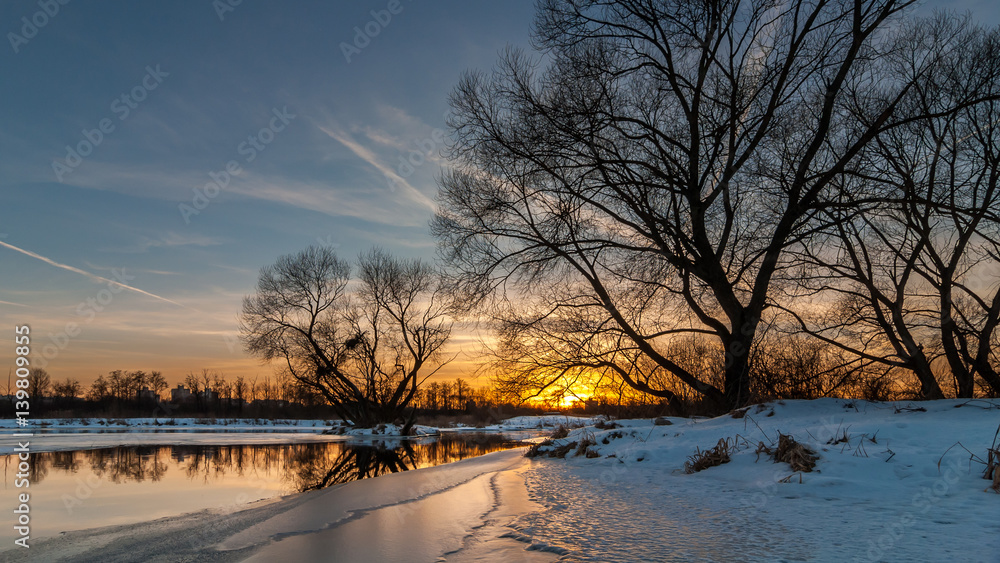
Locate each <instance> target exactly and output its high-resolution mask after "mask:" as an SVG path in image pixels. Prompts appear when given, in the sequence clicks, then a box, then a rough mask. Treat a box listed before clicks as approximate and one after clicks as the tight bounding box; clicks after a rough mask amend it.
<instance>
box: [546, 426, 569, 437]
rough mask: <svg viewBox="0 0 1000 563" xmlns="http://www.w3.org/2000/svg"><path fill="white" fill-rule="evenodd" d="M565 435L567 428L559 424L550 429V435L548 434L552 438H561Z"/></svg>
mask: <svg viewBox="0 0 1000 563" xmlns="http://www.w3.org/2000/svg"><path fill="white" fill-rule="evenodd" d="M566 436H569V428H566V427H565V426H563V425H562V424H560V425H559V426H556V429H555V430H553V431H552V436H550V438H552V439H553V440H559V439H561V438H565V437H566Z"/></svg>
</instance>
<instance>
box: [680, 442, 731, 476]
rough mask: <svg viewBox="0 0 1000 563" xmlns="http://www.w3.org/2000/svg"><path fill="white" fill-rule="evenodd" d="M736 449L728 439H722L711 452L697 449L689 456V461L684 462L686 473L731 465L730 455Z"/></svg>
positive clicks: (716, 444) (688, 457)
mask: <svg viewBox="0 0 1000 563" xmlns="http://www.w3.org/2000/svg"><path fill="white" fill-rule="evenodd" d="M735 449H736V445H735V444H733V443H731V442H730V441H729V440H726V439H720V440H719V443H718V444H716V445H715V447H714V448H712V449H710V450H705V451H702V450H700V449H695V452H694V454H692V455H690V456H688V460H687V461H685V462H684V473H689V474H690V473H697V472H699V471H702V470H704V469H708V468H709V467H715V466H717V465H722V464H723V463H729V461H730V458H729V455H730V454H731V453H732V452H733V450H735Z"/></svg>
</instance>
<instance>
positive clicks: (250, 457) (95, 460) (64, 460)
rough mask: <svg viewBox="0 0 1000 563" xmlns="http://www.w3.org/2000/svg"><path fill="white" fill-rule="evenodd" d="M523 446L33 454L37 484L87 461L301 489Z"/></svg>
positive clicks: (474, 443) (109, 471)
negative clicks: (178, 471) (264, 479)
mask: <svg viewBox="0 0 1000 563" xmlns="http://www.w3.org/2000/svg"><path fill="white" fill-rule="evenodd" d="M516 445H518V443H517V442H513V441H511V440H508V439H506V438H504V437H502V436H499V435H496V434H471V435H470V434H462V435H449V434H445V435H444V436H441V437H438V438H422V439H406V440H404V439H396V440H384V441H379V442H376V443H370V442H365V443H356V442H323V443H310V444H284V445H257V444H251V445H247V444H240V445H226V446H118V447H114V448H103V449H95V450H77V451H62V452H38V453H32V454H31V456H30V457H29V460H28V463H29V465H30V471H31V482H32V485H34V484H37V483H41V482H42V480H44V479H45V477H46V476H47V475H48V474H49V471H50V470H57V471H61V472H64V473H70V474H72V473H78V472H79V471H81V469H83V468H84V467H87V466H89V468H90V470H91V471H93V473H94V474H96V475H97V476H98V477H100V478H102V479H106V480H108V481H111V482H113V483H127V482H141V481H146V480H149V481H159V480H161V479H162V478H163V476H164V475H165V474H166V472H167V469H168V468H169V467H170V466H171V465H173V466H174V467H176V468H177V470H179V471H182V472H183V473H184V474H185V475H186V476H187V477H188V479H191V480H201V481H203V482H205V483H209V482H211V481H214V480H216V479H220V478H222V477H224V476H226V475H228V474H235V475H236V476H240V477H248V478H249V477H258V478H259V477H260V476H261V474H265V473H276V474H278V476H271V477H269V478H266V480H276V479H280V480H281V481H283V482H285V483H288V484H289V486H290V487H291V488H292V489H293V490H296V491H308V490H315V489H322V488H325V487H329V486H331V485H335V484H338V483H346V482H348V481H356V480H359V479H368V478H371V477H378V476H379V475H385V474H387V473H397V472H400V471H408V470H410V469H418V468H421V467H431V466H434V465H441V464H443V463H450V462H452V461H458V460H460V459H464V458H467V457H473V456H477V455H482V454H485V453H489V452H494V451H498V450H503V449H507V448H510V447H514V446H516ZM17 463H18V459H17V456H16V455H8V456H4V465H5V467H6V468H7V471H6V473H7V475H8V482H11V481H10V479H11V476H12V475H13V474H14V473H16V472H17Z"/></svg>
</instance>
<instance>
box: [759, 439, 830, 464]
mask: <svg viewBox="0 0 1000 563" xmlns="http://www.w3.org/2000/svg"><path fill="white" fill-rule="evenodd" d="M762 453H764V454H767V455H768V456H769V457H770V458H771V459H772V460H774V462H775V463H778V462H785V463H787V464H788V465H791V466H792V469H793V470H794V471H799V472H802V473H810V472H811V471H812V470H813V468H814V467H816V460H818V459H819V456H818V455H816V452H815V451H813V450H812V449H810V448H808V447H806V446H803V445H802V444H800V443H798V442H796V441H795V438H792V437H791V435H788V434H781V433H779V434H778V447H777V448H772V447H770V446H768V445H766V444H765V443H764V442H761V443H760V444H759V445H758V446H757V458H758V459H760V454H762Z"/></svg>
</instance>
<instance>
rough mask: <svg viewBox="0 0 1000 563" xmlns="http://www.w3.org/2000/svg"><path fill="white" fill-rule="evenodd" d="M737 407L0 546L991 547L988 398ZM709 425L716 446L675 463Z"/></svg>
mask: <svg viewBox="0 0 1000 563" xmlns="http://www.w3.org/2000/svg"><path fill="white" fill-rule="evenodd" d="M741 414H743V416H741V417H738V418H737V417H733V416H730V415H726V416H722V417H718V418H714V419H699V420H689V419H681V418H670V419H661V420H659V421H657V422H658V423H654V421H652V420H627V421H614V422H613V423H608V422H606V421H604V420H603V419H601V420H597V421H593V420H591V421H587V422H590V423H597V424H598V425H599V426H603V427H604V428H599V427H596V426H594V425H593V424H592V425H590V426H587V427H583V428H578V429H575V430H572V431H571V432H570V433H569V435H568V436H566V437H565V438H563V439H560V440H556V441H555V442H554V443H553V444H552V446H550V447H549V449H552V448H553V447H556V448H558V447H559V446H566V445H569V444H571V443H573V442H576V445H575V446H573V447H572V448H569V451H568V453H567V455H566V457H565V458H564V459H552V458H548V457H536V458H533V459H525V458H522V457H520V453H521V451H520V450H508V451H504V452H497V453H493V454H488V455H486V456H483V457H480V458H474V459H467V460H463V461H461V462H457V463H453V464H448V465H443V466H438V467H434V468H428V469H421V470H416V471H410V472H406V473H400V474H393V475H388V476H383V477H379V478H376V479H370V480H365V481H357V482H353V483H348V484H345V485H342V486H338V487H332V488H329V489H325V490H322V491H316V492H310V493H303V494H299V495H293V496H290V497H285V498H283V499H279V500H275V501H264V502H262V503H260V504H258V505H255V506H253V507H251V508H249V509H246V510H243V511H240V512H231V513H225V512H221V511H208V512H201V513H196V514H193V515H187V516H181V517H174V518H169V519H163V520H159V521H156V522H152V523H145V524H137V525H131V526H125V527H117V528H104V529H98V530H92V531H80V532H71V533H68V534H66V535H64V536H61V537H58V538H53V539H50V540H43V541H40V542H39V543H38V544H36V546H35V547H33V548H32V550H31V552H32V553H31V554H30V555H31V558H29V559H23V558H24V557H26V556H28V555H29V554H28V553H21V552H16V551H15V552H7V553H3V554H0V559H3V558H4V557H7V558H10V559H11V560H13V561H20V560H39V561H41V560H45V561H58V560H67V561H68V560H73V561H91V560H93V561H109V560H123V561H124V560H145V561H174V560H177V559H185V560H187V559H191V560H205V561H244V560H252V561H273V560H276V559H277V560H284V559H287V560H301V561H312V560H324V561H336V560H344V561H387V562H388V561H551V560H555V559H558V560H560V561H602V562H619V561H621V562H625V561H637V560H653V561H838V562H839V561H963V562H964V561H986V562H994V563H995V562H997V561H1000V494H997V493H996V492H993V491H992V490H989V489H988V487H989V483H988V482H987V481H986V480H984V479H982V471H983V466H982V465H981V464H979V463H978V461H977V460H979V459H986V452H987V449H988V448H990V447H991V446H992V445H993V444H994V439H995V436H996V433H997V430H998V427H1000V401H996V400H993V401H984V400H977V401H959V400H946V401H934V402H922V403H912V404H908V403H866V402H863V401H845V400H834V399H824V400H817V401H788V402H784V403H773V404H767V405H762V406H759V407H751V408H750V409H748V410H747V411H746V412H745V413H741ZM562 418H565V417H562ZM536 422H537V421H536ZM668 423H669V424H668ZM564 424H565V422H564ZM612 426H614V427H612ZM779 433H780V434H785V435H791V436H792V437H794V439H795V440H796V441H798V442H799V443H801V444H803V445H805V446H807V447H809V448H811V449H812V450H814V451H815V453H816V454H817V455H818V460H817V462H816V466H815V468H814V469H813V471H811V472H796V471H793V469H792V468H791V467H790V466H789V465H788V464H787V463H783V462H782V463H775V462H773V461H771V459H769V457H768V455H767V454H766V452H761V453H760V455H759V456H758V453H757V450H758V449H759V448H760V445H761V444H763V445H764V447H765V448H772V449H773V448H774V446H775V445H776V443H777V439H778V435H779ZM719 440H726V441H728V444H729V446H730V448H731V450H732V451H731V456H730V457H731V460H730V461H729V462H728V463H725V464H722V465H718V466H714V467H709V468H707V469H705V470H703V471H700V472H697V473H692V474H687V473H685V471H684V462H685V461H686V460H687V459H688V457H689V456H691V455H692V454H694V453H695V451H696V450H702V451H704V450H707V449H709V448H712V447H714V446H716V444H717V443H718V442H719ZM583 442H586V444H585V445H584V446H583V447H581V446H580V444H581V443H583ZM545 449H546V448H542V450H545ZM577 451H579V452H580V454H581V455H575V453H576V452H577ZM588 452H589V454H588ZM24 551H27V550H24ZM116 558H119V559H116Z"/></svg>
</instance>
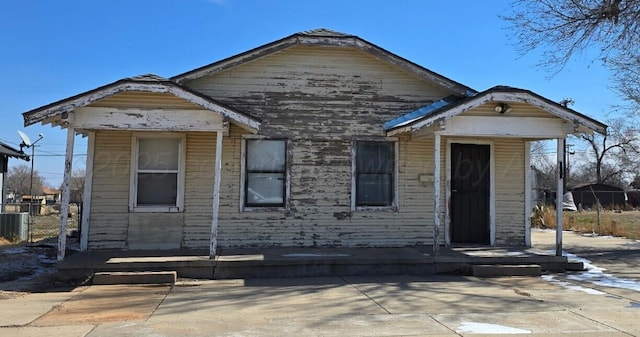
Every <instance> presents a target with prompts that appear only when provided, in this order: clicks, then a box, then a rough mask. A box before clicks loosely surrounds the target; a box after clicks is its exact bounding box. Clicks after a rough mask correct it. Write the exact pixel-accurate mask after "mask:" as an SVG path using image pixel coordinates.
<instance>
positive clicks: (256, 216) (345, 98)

○ ○ ○ ○ ○ ○ ○

To do
Please give the rows from their start through the line containing "435L567 428L559 424L550" as a JSON list of strings, one string per line, with blank lines and the pictures left out.

Result
[
  "Locate each <instance> target exactly and output its high-resolution mask after \"mask:\" as an SVG path in image pixels. Prompts appear when given, in the sequence clicks, then a box, then a rough mask. Treat a box listed before clicks as approximate and one after clicks as the tight bounding box; clicks after a rough mask amend it.",
  "<instance>",
  "box: [546, 426, 569, 437]",
  "rough mask: <svg viewBox=\"0 0 1000 563\" xmlns=\"http://www.w3.org/2000/svg\"><path fill=\"white\" fill-rule=\"evenodd\" d=\"M565 435L567 428L559 424L550 429V435L548 434L552 438H561Z\"/></svg>"
]